Return each line of the data below verbatim; pictures are to be left out.

^^^^^^^^

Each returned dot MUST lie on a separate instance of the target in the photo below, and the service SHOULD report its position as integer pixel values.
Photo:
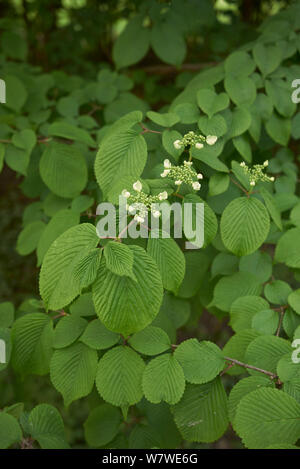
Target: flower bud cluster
(256, 173)
(184, 173)
(192, 139)
(139, 203)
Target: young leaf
(46, 426)
(163, 380)
(201, 414)
(73, 370)
(150, 341)
(170, 261)
(125, 305)
(201, 361)
(267, 416)
(119, 376)
(244, 225)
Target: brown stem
(166, 69)
(282, 312)
(245, 365)
(239, 186)
(145, 130)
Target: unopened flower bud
(177, 144)
(163, 195)
(165, 173)
(125, 193)
(137, 186)
(211, 139)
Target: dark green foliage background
(88, 64)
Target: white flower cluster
(139, 203)
(256, 173)
(192, 139)
(183, 173)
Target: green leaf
(167, 119)
(244, 225)
(26, 140)
(272, 207)
(279, 129)
(287, 249)
(241, 389)
(265, 351)
(277, 292)
(46, 426)
(224, 264)
(243, 146)
(228, 289)
(73, 370)
(87, 268)
(215, 125)
(266, 416)
(210, 102)
(169, 259)
(10, 431)
(241, 89)
(71, 132)
(61, 222)
(239, 63)
(2, 154)
(236, 348)
(280, 94)
(81, 203)
(124, 305)
(168, 139)
(67, 331)
(267, 58)
(168, 43)
(259, 263)
(96, 336)
(266, 321)
(243, 309)
(63, 169)
(163, 380)
(207, 220)
(29, 237)
(132, 44)
(123, 153)
(17, 159)
(201, 361)
(102, 425)
(241, 121)
(119, 259)
(197, 264)
(32, 338)
(201, 414)
(188, 112)
(7, 313)
(218, 183)
(294, 300)
(5, 347)
(119, 376)
(150, 341)
(58, 285)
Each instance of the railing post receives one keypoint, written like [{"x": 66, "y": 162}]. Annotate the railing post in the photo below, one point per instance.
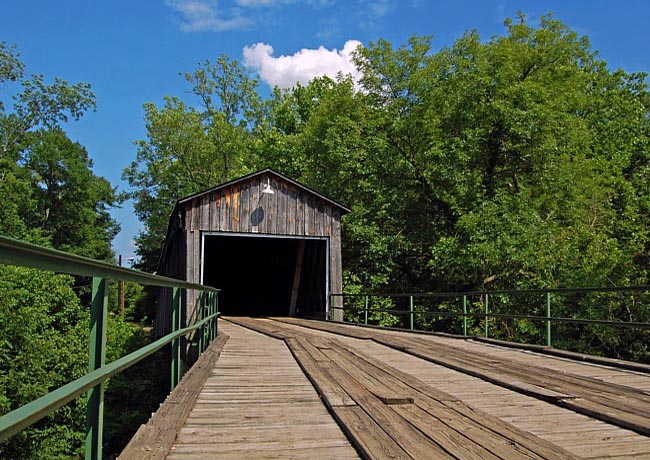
[
  {"x": 465, "y": 315},
  {"x": 216, "y": 320},
  {"x": 96, "y": 359},
  {"x": 176, "y": 343},
  {"x": 365, "y": 319},
  {"x": 548, "y": 319},
  {"x": 487, "y": 312}
]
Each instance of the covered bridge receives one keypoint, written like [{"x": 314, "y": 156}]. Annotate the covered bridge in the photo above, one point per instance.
[{"x": 271, "y": 244}]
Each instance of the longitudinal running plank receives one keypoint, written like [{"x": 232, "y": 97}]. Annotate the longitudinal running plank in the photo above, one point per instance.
[
  {"x": 579, "y": 434},
  {"x": 396, "y": 413},
  {"x": 258, "y": 404}
]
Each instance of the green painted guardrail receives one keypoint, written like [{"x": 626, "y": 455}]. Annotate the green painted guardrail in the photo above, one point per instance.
[
  {"x": 363, "y": 305},
  {"x": 13, "y": 252}
]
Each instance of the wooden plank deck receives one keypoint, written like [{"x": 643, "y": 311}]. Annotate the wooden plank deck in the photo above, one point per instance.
[
  {"x": 579, "y": 434},
  {"x": 257, "y": 404},
  {"x": 397, "y": 395}
]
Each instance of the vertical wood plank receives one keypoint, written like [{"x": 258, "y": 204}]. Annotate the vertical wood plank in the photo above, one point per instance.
[
  {"x": 300, "y": 213},
  {"x": 214, "y": 211},
  {"x": 292, "y": 204},
  {"x": 235, "y": 208},
  {"x": 296, "y": 278},
  {"x": 244, "y": 215},
  {"x": 254, "y": 204},
  {"x": 222, "y": 210},
  {"x": 205, "y": 213}
]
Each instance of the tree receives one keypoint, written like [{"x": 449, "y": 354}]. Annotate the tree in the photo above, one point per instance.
[
  {"x": 188, "y": 150},
  {"x": 43, "y": 345},
  {"x": 50, "y": 194}
]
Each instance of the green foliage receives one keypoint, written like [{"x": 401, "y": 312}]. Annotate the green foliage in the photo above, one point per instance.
[
  {"x": 520, "y": 161},
  {"x": 134, "y": 394},
  {"x": 43, "y": 345},
  {"x": 188, "y": 150},
  {"x": 48, "y": 192}
]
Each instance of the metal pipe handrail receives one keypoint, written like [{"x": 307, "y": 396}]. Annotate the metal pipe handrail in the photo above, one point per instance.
[
  {"x": 501, "y": 291},
  {"x": 486, "y": 314},
  {"x": 19, "y": 419},
  {"x": 631, "y": 324},
  {"x": 14, "y": 252}
]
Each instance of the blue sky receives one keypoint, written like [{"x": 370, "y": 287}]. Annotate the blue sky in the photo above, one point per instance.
[{"x": 133, "y": 51}]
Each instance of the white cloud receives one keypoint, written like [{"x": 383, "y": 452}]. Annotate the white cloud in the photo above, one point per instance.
[{"x": 302, "y": 66}]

^^^^^^^^

- [Exercise response]:
Each returned dot MUST lie on a separate instance of the target in the photo below, and the service SHOULD report its position as integer pixel values.
Photo:
Target: flower bud cluster
(256, 173)
(184, 173)
(192, 139)
(139, 203)
Target: young leaf
(46, 426)
(163, 380)
(201, 414)
(73, 370)
(150, 341)
(170, 261)
(125, 305)
(201, 361)
(267, 416)
(119, 376)
(244, 225)
Target: brown stem
(166, 69)
(282, 312)
(245, 365)
(239, 186)
(145, 130)
Target: unopened flower bud
(177, 144)
(163, 195)
(165, 173)
(125, 193)
(137, 186)
(211, 139)
Target: dark green foliage background
(88, 64)
Target: white flower cluster
(139, 203)
(256, 173)
(192, 139)
(183, 173)
Target: green leaf
(167, 119)
(244, 225)
(26, 140)
(272, 207)
(279, 129)
(287, 249)
(241, 389)
(265, 351)
(277, 292)
(46, 426)
(224, 264)
(243, 146)
(228, 289)
(73, 370)
(87, 268)
(215, 125)
(266, 416)
(210, 102)
(169, 259)
(10, 431)
(241, 89)
(71, 132)
(61, 222)
(239, 63)
(2, 154)
(236, 348)
(280, 94)
(81, 203)
(124, 305)
(168, 139)
(67, 331)
(267, 58)
(168, 43)
(259, 263)
(96, 336)
(266, 321)
(243, 309)
(63, 169)
(163, 380)
(207, 220)
(29, 237)
(132, 44)
(123, 153)
(17, 159)
(201, 361)
(102, 425)
(241, 121)
(119, 259)
(197, 264)
(32, 338)
(201, 414)
(188, 112)
(7, 313)
(218, 183)
(294, 300)
(5, 347)
(119, 376)
(150, 341)
(58, 285)
Each instance of the railing post receives one keypoint, written like [{"x": 66, "y": 162}]. Annotate the railing post in the photo below, one point per instance.
[
  {"x": 465, "y": 315},
  {"x": 216, "y": 320},
  {"x": 96, "y": 359},
  {"x": 176, "y": 343},
  {"x": 365, "y": 319},
  {"x": 548, "y": 319},
  {"x": 487, "y": 312}
]
Each instance of the covered bridge receives one keypoint, written like [{"x": 314, "y": 156}]. Annotate the covered bridge in the photo above, one point per instance.
[{"x": 271, "y": 244}]
Each instance of the longitudinal running plank receives one keypoint, written like [{"x": 232, "y": 97}]. Annotate the longitudinal running plank in the photo above, one point per instance.
[
  {"x": 579, "y": 434},
  {"x": 396, "y": 413},
  {"x": 258, "y": 404}
]
Each instance of the green painted guardrail receives one keypoint, written like [{"x": 626, "y": 455}]. Annotate the green painted guardrail in the photo above, one point per instance.
[
  {"x": 363, "y": 305},
  {"x": 13, "y": 252}
]
Each instance of the wooden plank deck receives one keypoint, written like [{"x": 643, "y": 311}]. Annotate the wooden plank deck in the photo above, one point per instance.
[
  {"x": 579, "y": 434},
  {"x": 257, "y": 404},
  {"x": 397, "y": 395}
]
Each instance of the vertical wood plank receives one keypoint, written like [{"x": 258, "y": 204}]. Annotate the vertical wood plank in the photo above, one point per instance.
[
  {"x": 300, "y": 213},
  {"x": 214, "y": 211},
  {"x": 292, "y": 204},
  {"x": 235, "y": 208},
  {"x": 296, "y": 278},
  {"x": 244, "y": 215},
  {"x": 254, "y": 204},
  {"x": 222, "y": 210},
  {"x": 205, "y": 213}
]
Each instance of the tree receives one keypoint, written like [{"x": 449, "y": 354}]. Annotate the tree in the photo above, one point per instance.
[
  {"x": 188, "y": 150},
  {"x": 43, "y": 345},
  {"x": 50, "y": 194}
]
Each instance of the green foliage receives one keypoint, written like [{"x": 401, "y": 312}]. Annotate the green foliage in the photo above, one point per instance.
[
  {"x": 520, "y": 161},
  {"x": 134, "y": 394},
  {"x": 43, "y": 345},
  {"x": 188, "y": 150},
  {"x": 48, "y": 192}
]
Each instance of the metal pipe handrail receives one keypoint, written like [{"x": 307, "y": 396}]. Annotate the metal pipe handrail in the photo above, one point per instance.
[
  {"x": 501, "y": 291},
  {"x": 486, "y": 314},
  {"x": 19, "y": 419},
  {"x": 631, "y": 324},
  {"x": 14, "y": 252}
]
Each instance of the blue sky receives one keypoint, written like [{"x": 370, "y": 287}]. Annotate the blue sky in the photo above, one point per instance.
[{"x": 133, "y": 51}]
Each instance of the white cloud receives one keypoint, written like [{"x": 383, "y": 452}]. Annotate the white cloud in the photo above, one point per instance.
[{"x": 302, "y": 66}]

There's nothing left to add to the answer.